══ EXTRACT

I have yet to dislike a Nicole Trope book. They are fast, easy to read and addictive. This one was so full of unlikeable characters but at the same time, I couldn't help but feel a little sympathy towards some of them. I know all too well about toxic female friendships and how hard they can be to let go of. This was a bit of an extreme example of that but it still maintained a lot of reality to it. I really enjoyed this one and give it four stars.
Thank you Netgalley and Bookouture for this ARC.
‘The Day After the Party’ was a fast paced thriller I just couldn’t put down! When Kate hosts a 36th birthday party for herself, she forgets the whole entire night and what happened. When her friends tell her what actually happened she’s not sure she can believe them. Her best friend Leah has always been there for her, but is something going on between her best friend and her husband? A great read!
Holly cow this was a fast paced packed thriller. I finished in 2 days and did not want to put it down. Just when I thought I knew what was going bam I was proven wrong! I was not expecting the ending but enjoyed this read.
I enjoyed it enough I will recommend it to my friend and audiences.
A story of toxic friendships and unhealthy relationships.
You know when you marry the man that your BFF used to go out with it's going to end in disaster, even though said BFF said she was 'fine' about it. (We all know what that means!)
None of the characters were very likeable, although my fave part of the story was when the girls were younger and how their friendship began.
Not quite the big twist I was anticipating at the end, but a decent read.
Thanks to netgalley for the opportunity to review this book this is my honest opinion
Thank you to Netgalley and the publisher for this ARC. This was a quick read that I liked. I don’t think I’ll rave about it but it was fast paced with a few good twists!

════

- WHAT TO DO:
• a. Decide whether each statement below agrees with the book reviews, answering yes or no and quoting the words that settle it.
(i) One reviewer gives the book four stars.
(ii) In the book, Kate hosts a party for her 40th birthday.
(iii) One reviewer took a week to finish the book.
• b. Answer these questions from the book reviews:
(i) What is the name of Kate's best friend?
(ii) Which part of the story did one reviewer call a favorite?
(iii) Which company is thanked alongside Netgalley in the second line?
• c. Reproduce the passage of the book reviews between "Thank you Netgalley" and "A great read!", inclusive.

══ EXTRACTED RECORDS

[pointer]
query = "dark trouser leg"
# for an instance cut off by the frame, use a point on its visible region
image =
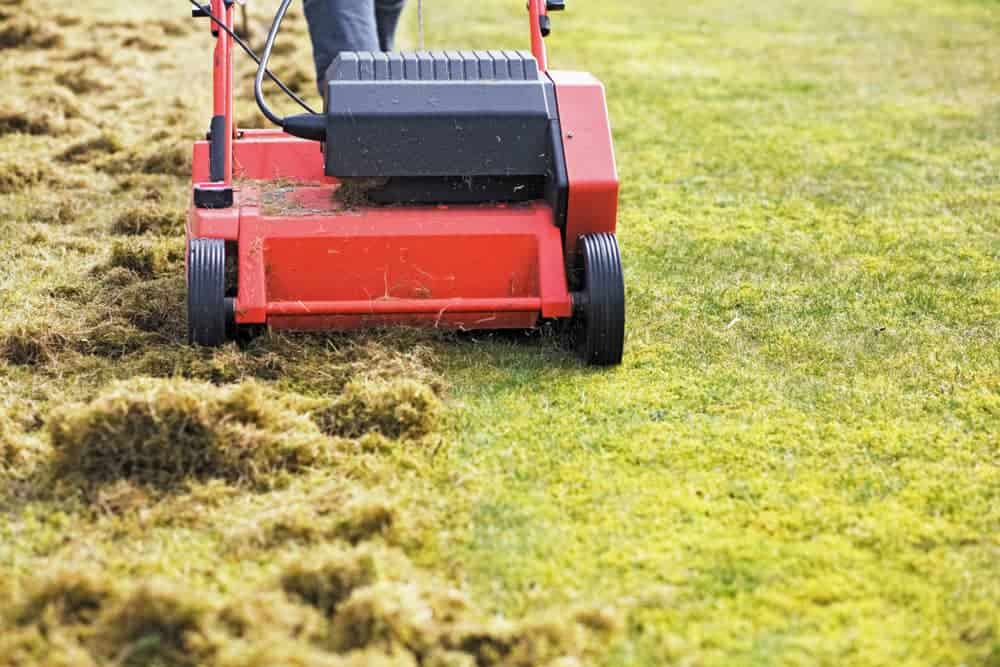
(387, 18)
(339, 25)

════

- TASK ANSWERS:
• a.
(i) Yes: "I really enjoyed this one and give it four stars."
(ii) No: "When Kate hosts a 36th birthday party for herself"
(iii) No: "I finished in 2 days"

• b.
(i) Leah
(ii) The part when the girls were younger and how their friendship began
(iii) Bookouture

• c.
Thank you Netgalley and Bookouture for this ARC.
‘The Day After the Party’ was a fast paced thriller I just couldn’t put down! When Kate hosts a 36th birthday party for herself, she forgets the whole entire night and what happened. When her friends tell her what actually happened she’s not sure she can believe them. Her best friend Leah has always been there for her, but is something going on between her best friend and her husband? A great read!